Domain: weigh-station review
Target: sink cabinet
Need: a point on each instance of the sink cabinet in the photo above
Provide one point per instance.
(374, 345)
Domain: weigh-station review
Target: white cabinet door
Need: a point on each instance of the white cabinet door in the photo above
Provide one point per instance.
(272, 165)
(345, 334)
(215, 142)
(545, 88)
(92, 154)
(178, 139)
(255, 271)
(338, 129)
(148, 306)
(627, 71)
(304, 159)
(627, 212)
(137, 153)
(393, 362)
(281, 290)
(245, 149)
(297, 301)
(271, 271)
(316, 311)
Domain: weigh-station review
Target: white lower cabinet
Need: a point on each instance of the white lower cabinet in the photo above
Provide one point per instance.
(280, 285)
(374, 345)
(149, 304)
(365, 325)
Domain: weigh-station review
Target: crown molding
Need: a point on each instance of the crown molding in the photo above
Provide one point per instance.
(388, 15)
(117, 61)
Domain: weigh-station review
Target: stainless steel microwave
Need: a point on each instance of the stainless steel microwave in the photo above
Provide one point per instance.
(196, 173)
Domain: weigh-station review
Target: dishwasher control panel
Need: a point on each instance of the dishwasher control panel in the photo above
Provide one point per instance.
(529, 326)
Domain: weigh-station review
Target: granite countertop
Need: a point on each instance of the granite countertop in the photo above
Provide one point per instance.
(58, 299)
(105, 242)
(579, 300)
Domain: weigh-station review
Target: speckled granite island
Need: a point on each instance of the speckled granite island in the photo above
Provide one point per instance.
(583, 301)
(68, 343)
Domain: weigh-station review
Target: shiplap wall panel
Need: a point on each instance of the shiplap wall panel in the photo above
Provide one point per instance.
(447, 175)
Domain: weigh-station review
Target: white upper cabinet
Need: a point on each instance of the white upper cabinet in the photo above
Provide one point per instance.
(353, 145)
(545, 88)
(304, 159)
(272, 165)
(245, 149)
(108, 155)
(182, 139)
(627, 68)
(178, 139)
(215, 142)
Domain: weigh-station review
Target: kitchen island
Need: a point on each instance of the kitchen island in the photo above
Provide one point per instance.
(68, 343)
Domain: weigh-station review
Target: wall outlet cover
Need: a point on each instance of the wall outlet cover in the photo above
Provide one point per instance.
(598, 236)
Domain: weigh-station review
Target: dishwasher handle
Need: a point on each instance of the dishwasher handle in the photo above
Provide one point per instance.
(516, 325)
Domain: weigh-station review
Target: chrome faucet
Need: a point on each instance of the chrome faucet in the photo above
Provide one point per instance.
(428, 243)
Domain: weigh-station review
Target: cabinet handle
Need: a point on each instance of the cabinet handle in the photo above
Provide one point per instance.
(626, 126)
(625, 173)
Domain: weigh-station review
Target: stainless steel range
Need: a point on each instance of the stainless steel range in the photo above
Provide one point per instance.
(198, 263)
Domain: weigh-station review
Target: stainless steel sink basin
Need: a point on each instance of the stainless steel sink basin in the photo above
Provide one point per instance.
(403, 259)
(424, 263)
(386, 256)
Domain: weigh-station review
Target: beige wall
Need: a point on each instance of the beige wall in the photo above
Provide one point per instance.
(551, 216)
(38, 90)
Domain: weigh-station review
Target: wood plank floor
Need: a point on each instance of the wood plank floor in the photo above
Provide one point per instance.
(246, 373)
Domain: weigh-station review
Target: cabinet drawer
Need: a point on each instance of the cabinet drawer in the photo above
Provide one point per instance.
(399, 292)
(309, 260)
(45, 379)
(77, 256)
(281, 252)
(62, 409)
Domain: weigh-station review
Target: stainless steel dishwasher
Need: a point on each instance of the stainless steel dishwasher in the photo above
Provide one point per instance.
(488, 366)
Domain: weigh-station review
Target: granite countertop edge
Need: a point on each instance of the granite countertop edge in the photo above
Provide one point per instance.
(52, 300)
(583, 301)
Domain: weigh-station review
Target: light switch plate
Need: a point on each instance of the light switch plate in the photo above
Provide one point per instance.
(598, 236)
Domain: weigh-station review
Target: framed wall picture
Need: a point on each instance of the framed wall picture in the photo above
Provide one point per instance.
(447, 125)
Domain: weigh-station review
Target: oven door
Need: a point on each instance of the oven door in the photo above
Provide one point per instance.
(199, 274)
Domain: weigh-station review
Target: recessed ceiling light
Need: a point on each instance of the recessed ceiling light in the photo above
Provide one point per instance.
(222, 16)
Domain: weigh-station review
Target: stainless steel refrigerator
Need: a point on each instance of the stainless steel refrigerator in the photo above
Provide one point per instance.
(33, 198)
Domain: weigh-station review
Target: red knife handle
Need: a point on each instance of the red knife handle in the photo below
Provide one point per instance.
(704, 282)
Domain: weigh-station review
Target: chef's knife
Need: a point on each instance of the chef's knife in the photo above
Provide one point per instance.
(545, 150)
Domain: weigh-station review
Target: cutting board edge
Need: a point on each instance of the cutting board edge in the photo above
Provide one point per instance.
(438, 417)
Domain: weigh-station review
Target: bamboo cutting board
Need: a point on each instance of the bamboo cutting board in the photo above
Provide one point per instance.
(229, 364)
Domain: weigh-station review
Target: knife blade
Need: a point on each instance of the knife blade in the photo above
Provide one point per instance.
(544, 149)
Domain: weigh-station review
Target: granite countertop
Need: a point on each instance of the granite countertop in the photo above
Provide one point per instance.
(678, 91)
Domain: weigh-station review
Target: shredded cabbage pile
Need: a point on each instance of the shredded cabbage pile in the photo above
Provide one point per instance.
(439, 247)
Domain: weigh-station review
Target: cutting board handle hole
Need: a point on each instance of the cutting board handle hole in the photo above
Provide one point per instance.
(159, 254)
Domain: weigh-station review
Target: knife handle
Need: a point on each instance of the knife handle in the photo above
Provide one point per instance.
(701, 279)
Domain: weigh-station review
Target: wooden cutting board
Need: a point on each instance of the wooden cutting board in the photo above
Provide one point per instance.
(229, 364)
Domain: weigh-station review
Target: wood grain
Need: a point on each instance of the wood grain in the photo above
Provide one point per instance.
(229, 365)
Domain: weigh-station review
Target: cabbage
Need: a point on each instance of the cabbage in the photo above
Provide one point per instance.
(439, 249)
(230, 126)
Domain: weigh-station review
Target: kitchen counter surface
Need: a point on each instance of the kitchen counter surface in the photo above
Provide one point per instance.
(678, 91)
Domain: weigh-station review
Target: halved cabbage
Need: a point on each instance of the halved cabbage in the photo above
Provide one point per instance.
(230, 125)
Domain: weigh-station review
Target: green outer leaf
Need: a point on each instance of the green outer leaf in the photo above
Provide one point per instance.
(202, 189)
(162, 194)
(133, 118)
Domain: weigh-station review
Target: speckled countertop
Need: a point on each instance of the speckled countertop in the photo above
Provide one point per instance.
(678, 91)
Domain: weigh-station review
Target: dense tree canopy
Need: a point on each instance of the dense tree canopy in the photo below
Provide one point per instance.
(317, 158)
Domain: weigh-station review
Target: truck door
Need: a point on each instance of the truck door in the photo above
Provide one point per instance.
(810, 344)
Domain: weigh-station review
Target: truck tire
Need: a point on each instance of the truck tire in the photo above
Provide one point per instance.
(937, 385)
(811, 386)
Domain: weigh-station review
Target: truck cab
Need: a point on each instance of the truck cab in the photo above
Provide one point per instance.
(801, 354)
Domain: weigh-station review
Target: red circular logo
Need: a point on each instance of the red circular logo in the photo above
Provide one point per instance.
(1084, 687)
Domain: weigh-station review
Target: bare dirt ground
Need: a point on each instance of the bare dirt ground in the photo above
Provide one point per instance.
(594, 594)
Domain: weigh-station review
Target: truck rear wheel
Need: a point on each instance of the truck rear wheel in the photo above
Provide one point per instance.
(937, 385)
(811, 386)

▶ [PROMPT] Beginning at the line that contains "Need: a point on each instance of the red circular", retype each line of the listing up to and including the last one, exactly as it stands, and nothing else.

▶ [YOUR SOLUTION]
Need: a point on each instance of the red circular logo in the photo above
Provide one point per instance.
(1084, 687)
Domain: weigh-station review
Target: bare dirt ground
Need: a point on each instance of the bare dirt ground in the photo above
Provide one point per instance.
(594, 594)
Domain: weigh-station review
Target: truck rear wheel
Need: a point on each instance of the truck rear wheel in the photo above
Provide one point per instance.
(937, 385)
(811, 386)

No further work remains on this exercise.